**Provided material**
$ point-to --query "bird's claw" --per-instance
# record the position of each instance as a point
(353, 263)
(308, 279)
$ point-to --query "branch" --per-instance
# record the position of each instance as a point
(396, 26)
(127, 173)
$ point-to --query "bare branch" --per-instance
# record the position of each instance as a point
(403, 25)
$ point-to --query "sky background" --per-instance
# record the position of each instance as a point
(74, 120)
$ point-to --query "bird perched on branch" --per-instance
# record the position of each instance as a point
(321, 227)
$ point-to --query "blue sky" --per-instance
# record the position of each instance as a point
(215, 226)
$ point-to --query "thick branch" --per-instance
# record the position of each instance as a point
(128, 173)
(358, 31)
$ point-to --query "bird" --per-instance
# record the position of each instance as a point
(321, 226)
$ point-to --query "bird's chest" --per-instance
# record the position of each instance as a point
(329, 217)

...

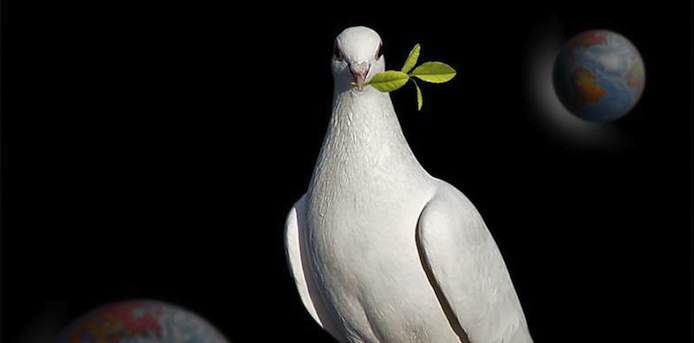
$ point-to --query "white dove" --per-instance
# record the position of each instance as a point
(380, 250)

...

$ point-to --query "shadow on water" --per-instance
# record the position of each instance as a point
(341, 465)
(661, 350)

**What is expected**
The answer should be a single number giving how many lines in the records hold the word "branch".

**Task answer**
4